▶ _INPUT MATERIAL_
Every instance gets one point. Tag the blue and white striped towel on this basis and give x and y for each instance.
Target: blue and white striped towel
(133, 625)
--
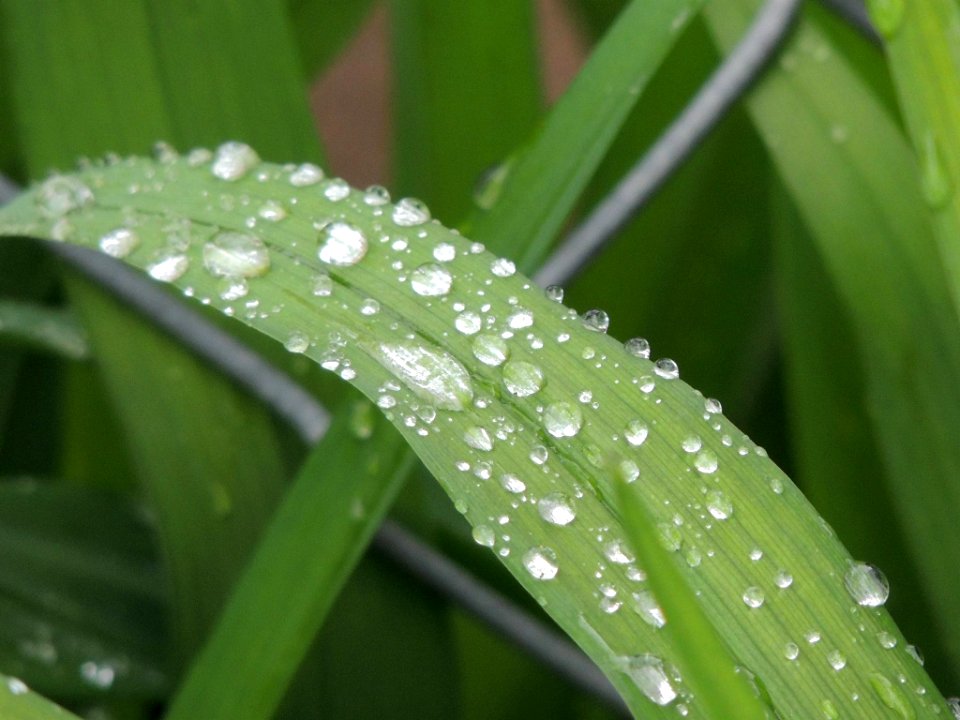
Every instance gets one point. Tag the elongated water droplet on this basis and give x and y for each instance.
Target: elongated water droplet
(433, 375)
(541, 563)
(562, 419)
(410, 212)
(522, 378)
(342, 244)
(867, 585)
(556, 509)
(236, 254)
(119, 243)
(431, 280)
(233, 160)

▶ _EXERCISE_
State how many lines in the listing above contain the word "this". Reply with the number alone.

▶ _COMPLETED TASK_
2